▶ [Passage provided]:
Postby vulture, » Fri Dec 26, 2014 10:11 pm

    Hey babe,

    I miss you.

    This past week has been a blur. You've been busy and I've been busy. We've haven't even had time to just sit and talk over the phone. Our conversations have been limited to text while we run about to different family gatherings or to different jobs that need to be done. There hasn't even been the idea of stopping to spend some time together again.

    It has been a week since I've seen you. It sounds like such a short time but it feels so long. Things can be difficult sometimes, my family isn't my favorite, you know that. Sometimes I really, really, just need you to hug me and scare away the demons of reality. I need to slip into that ignorance and blindness when you're around. I need to forget the world for a bit.

    I know I'm not the easiest person to love. I'm stubborn, difficult, blunt, and take everything far too literal. I overthink things, I can be shy, and I may be a bit closed still. And yet, you remind me every day that you care. My negatives never phase you, you'd stand by me through it all just as I would stand by you.

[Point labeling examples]

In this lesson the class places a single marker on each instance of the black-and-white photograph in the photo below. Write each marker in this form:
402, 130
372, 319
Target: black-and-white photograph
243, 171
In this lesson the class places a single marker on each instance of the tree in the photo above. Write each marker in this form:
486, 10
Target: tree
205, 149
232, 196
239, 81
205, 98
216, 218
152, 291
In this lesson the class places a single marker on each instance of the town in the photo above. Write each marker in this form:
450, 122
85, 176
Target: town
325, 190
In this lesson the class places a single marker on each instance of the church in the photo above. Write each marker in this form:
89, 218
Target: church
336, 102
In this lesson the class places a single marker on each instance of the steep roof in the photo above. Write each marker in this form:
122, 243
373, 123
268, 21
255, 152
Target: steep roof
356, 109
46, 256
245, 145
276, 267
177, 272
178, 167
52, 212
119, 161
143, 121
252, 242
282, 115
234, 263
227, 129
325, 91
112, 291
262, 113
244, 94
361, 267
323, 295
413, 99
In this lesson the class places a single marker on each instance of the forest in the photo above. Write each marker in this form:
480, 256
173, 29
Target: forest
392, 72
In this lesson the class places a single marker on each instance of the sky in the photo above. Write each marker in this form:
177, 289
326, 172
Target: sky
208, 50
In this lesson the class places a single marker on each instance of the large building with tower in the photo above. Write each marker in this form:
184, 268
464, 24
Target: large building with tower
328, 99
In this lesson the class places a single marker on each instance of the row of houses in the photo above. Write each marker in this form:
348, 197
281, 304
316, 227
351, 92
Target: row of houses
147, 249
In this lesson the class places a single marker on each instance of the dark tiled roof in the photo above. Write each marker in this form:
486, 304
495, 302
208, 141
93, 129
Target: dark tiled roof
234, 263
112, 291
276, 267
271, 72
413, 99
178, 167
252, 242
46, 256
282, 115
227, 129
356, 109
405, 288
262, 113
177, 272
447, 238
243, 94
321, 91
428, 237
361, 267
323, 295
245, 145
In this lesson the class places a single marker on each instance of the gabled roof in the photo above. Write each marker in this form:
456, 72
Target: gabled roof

▶ [Required actions]:
1 - In the letter, how long has it been since the writer last saw the person it addresses?
2 - Please continue the letter from the point where it stops.

▶ [The replies]:
1 - A week.

2 -
    I sometimes find myself wondering how on Earth I found myself in the arms of someone so amazing. I remember our first conversation, I almost beat you with my Algebra book because you were so annoying. You had another girlfriend back then, but you two never seemed happy. I had a boyfriend of my own then too, an abusive relationship that I told no one about. I had struggles with depression then. I would come to school hating myself and doing all that I could to make it through the day without anyone catching on. It was hard to smile. Then you came along. I never let you in. You'd make me laugh and smile every damn day, but it took me so much longer to realize that there was something more there. You weren't just the class clown, you cared. You wanted to see me smile and you wanted to make me happy.

    It took me a whole year to build up the nerve to ask you to that dance. I started falling for you slowly, realizing just how much you really meant to me. I remember feeling so disappointed when I'd walk past your locker in the morning and you weren't there. When you missed class, the hour seemed to drag on so slowly. Then you started to make advances. You started to set your hand on my knee and put your head on my shoulder, you'd act as though you wanted a hug only to frown when I hadn't caught on. Then I asked you to that dance. You got my phone number from my best friend and started texting me about every random thing. It was odd at first, but now I feel down when I don't get those random messages. You asked me out a few days later.

    Now I wake up every morning to a message saying "Good Morning" usually with a question of how my night was or a short compliment. You call me "babe" and "dear" which melts my heart. You ask me about my day even if you're going through hell. You sit and talk with me about all that went on. At night, since you are always the first to fall asleep, you text me goodnight with wishes of sweet dreams.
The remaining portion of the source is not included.